→ Exercise description
After locating the line with "Place one keypoint on each instance of the neon" in the records below, print it and every line after it exactly.

→ Recorded data
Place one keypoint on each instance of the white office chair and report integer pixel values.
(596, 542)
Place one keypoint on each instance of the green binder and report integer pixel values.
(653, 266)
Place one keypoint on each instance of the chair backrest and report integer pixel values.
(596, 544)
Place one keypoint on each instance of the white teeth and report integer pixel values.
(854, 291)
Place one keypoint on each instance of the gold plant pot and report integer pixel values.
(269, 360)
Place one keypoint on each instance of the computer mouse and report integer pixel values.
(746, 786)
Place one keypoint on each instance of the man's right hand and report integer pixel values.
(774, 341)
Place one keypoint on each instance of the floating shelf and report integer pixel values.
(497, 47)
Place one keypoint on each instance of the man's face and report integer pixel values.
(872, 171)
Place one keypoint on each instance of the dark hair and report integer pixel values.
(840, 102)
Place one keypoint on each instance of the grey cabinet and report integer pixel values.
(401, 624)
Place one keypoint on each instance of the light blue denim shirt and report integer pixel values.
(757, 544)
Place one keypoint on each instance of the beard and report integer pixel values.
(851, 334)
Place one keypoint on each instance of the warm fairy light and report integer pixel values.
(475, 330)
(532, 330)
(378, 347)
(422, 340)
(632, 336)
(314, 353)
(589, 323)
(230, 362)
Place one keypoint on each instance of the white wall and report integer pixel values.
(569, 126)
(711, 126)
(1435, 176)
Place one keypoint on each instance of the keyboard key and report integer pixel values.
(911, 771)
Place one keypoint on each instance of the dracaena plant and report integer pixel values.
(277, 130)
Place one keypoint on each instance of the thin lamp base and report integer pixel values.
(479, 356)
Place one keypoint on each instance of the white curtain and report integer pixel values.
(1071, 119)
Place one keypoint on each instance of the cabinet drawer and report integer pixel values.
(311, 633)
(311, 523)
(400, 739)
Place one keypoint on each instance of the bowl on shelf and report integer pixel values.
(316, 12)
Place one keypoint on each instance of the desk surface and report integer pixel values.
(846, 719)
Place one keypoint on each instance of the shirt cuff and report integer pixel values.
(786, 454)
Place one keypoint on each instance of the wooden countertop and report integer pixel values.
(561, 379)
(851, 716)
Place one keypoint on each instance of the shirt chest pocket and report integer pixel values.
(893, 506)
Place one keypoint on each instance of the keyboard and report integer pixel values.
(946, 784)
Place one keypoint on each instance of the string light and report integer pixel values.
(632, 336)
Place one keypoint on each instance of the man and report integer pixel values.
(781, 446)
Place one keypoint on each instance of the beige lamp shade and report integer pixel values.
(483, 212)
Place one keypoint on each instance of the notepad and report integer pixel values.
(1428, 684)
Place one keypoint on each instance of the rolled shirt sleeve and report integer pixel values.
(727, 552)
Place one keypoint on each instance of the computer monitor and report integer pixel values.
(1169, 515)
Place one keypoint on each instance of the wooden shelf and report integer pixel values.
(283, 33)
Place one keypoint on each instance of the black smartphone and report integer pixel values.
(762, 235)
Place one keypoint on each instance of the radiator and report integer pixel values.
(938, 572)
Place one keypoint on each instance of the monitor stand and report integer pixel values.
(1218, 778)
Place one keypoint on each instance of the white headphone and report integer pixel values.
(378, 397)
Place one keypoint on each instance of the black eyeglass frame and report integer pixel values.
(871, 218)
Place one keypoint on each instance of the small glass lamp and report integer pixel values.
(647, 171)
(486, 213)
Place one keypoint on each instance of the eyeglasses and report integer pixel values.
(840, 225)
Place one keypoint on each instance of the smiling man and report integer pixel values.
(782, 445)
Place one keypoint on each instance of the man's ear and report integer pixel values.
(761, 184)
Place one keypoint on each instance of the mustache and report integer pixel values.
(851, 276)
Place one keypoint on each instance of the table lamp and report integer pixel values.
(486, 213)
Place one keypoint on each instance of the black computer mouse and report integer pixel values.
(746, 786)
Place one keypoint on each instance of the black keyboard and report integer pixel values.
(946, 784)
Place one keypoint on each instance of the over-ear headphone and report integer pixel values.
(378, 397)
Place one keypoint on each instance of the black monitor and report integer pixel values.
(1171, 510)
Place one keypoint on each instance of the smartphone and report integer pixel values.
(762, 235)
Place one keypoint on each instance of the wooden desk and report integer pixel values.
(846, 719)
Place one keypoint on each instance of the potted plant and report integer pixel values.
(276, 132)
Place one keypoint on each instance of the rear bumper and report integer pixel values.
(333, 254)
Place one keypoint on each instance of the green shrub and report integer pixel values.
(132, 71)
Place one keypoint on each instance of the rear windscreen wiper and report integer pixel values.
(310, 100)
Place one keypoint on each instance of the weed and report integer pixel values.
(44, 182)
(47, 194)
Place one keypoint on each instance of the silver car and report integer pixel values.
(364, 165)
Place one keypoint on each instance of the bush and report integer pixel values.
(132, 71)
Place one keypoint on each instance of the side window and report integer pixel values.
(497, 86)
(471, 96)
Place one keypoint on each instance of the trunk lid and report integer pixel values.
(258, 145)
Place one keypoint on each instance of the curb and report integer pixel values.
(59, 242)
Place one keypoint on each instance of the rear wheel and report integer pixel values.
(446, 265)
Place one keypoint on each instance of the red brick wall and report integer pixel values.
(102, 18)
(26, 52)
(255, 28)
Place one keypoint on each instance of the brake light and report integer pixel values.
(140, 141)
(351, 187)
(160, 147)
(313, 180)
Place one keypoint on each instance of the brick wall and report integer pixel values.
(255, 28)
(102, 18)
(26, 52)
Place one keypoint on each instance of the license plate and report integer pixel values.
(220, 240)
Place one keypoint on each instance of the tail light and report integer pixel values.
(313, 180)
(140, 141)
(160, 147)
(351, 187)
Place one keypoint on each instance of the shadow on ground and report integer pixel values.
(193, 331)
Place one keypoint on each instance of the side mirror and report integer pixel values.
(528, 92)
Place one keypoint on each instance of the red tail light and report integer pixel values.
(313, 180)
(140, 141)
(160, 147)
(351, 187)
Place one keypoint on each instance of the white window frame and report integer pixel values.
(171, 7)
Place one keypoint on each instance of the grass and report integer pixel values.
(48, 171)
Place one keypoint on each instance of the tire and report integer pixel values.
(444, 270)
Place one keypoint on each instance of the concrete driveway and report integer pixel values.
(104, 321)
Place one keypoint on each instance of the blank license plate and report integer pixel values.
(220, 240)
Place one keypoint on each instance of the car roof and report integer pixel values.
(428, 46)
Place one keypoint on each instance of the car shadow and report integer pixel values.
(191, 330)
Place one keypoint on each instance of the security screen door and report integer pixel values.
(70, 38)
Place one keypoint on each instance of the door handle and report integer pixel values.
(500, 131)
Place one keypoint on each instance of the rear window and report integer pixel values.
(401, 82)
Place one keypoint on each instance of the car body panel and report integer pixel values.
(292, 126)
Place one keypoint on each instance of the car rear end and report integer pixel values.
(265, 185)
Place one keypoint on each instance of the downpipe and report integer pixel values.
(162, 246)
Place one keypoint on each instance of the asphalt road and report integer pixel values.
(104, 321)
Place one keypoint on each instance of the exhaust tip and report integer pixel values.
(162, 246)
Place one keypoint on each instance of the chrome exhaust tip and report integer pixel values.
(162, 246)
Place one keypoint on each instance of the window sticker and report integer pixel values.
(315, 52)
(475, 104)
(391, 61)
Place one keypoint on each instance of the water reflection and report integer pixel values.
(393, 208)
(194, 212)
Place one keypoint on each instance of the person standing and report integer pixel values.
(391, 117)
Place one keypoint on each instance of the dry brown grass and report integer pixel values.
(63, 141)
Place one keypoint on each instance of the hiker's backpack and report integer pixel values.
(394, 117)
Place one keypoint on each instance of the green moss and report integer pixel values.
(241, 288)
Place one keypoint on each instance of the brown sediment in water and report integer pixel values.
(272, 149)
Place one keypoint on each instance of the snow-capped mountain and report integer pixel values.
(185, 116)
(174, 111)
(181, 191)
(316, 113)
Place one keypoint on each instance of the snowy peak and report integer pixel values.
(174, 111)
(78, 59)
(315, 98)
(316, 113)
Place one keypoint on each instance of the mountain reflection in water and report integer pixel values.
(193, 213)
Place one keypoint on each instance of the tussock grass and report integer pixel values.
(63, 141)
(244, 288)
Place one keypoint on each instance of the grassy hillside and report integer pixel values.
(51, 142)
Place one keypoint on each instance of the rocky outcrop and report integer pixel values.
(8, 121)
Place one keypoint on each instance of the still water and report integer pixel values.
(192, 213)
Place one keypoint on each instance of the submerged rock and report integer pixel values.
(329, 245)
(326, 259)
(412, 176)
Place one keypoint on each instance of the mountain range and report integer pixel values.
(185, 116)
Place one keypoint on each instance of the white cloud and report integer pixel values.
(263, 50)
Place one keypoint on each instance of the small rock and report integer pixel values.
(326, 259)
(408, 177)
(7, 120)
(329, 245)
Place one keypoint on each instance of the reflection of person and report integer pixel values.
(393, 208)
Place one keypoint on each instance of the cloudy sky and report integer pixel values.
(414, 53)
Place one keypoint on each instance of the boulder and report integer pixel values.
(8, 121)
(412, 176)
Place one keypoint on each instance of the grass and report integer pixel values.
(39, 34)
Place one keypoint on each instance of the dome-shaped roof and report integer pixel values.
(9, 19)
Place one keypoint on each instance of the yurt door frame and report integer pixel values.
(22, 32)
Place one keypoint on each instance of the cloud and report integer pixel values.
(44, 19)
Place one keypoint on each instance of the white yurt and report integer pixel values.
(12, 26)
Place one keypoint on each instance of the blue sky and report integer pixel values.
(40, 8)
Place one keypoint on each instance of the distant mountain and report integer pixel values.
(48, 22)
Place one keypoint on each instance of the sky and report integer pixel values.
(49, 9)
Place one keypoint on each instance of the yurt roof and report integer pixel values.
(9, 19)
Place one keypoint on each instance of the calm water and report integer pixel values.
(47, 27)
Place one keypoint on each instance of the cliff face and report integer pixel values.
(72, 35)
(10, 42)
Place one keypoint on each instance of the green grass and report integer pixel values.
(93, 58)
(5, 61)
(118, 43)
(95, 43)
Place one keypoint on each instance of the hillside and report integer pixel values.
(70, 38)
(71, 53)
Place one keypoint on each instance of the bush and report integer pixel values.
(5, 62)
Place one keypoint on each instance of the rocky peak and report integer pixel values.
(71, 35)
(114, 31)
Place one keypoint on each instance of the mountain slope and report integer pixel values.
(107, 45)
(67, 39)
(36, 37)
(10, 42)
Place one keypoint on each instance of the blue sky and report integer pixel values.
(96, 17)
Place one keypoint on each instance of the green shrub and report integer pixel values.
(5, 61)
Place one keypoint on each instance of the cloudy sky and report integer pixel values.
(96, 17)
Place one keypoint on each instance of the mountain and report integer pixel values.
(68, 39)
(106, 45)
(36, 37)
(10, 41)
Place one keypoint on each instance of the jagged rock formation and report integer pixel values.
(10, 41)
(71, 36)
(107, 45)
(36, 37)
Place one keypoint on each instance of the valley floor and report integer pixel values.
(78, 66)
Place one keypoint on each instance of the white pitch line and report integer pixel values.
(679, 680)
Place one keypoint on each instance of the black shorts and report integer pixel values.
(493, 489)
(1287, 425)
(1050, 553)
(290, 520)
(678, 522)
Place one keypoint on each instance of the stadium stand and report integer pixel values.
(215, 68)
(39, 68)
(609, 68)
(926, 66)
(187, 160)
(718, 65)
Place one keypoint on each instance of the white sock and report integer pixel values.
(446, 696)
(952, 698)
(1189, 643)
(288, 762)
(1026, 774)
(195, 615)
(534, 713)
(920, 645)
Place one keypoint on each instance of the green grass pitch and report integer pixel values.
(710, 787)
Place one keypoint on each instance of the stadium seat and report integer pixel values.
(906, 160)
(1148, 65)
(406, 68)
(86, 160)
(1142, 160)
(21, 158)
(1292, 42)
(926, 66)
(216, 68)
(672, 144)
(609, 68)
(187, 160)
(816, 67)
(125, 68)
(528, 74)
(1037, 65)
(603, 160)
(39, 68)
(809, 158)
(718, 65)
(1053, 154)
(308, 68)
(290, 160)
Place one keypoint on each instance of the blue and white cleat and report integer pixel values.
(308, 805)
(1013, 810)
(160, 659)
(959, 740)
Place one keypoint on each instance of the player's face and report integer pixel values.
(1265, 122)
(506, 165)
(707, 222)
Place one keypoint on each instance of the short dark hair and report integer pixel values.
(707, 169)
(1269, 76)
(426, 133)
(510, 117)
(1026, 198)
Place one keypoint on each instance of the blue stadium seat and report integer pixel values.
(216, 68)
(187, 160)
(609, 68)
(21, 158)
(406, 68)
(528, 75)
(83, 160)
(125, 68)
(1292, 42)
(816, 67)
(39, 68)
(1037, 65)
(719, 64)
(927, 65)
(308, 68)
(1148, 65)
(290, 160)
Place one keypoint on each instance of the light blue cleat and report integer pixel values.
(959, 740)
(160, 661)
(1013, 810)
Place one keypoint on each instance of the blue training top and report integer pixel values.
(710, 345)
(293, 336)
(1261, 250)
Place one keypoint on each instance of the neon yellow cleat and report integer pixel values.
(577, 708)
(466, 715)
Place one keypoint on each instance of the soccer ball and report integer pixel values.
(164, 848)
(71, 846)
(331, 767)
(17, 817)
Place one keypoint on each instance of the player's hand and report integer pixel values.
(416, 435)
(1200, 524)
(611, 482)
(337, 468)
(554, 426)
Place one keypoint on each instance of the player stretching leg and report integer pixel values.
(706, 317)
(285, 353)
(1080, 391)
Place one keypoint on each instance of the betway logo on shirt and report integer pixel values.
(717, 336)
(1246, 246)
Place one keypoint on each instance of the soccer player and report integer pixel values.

→ Task response
Place one keypoint on each instance of the neon yellow cleat and report integer pixel values.
(577, 708)
(466, 715)
Place one keypoint on each instance of the soccer ball and report integer pixel values.
(164, 848)
(71, 846)
(331, 767)
(17, 817)
Place one keypoint on each instance of the player's hand and report integer pixel values.
(416, 435)
(1200, 524)
(611, 482)
(337, 468)
(554, 426)
Place one keypoint on each instance of the player stretching leg and report integer pixel values.
(706, 317)
(285, 353)
(1080, 391)
Place one keypoint on each instance of the betway logo on shirt and report integer pixel values.
(717, 336)
(1246, 246)
Place one keypoint on each instance of the soccer player and report integer pixel values.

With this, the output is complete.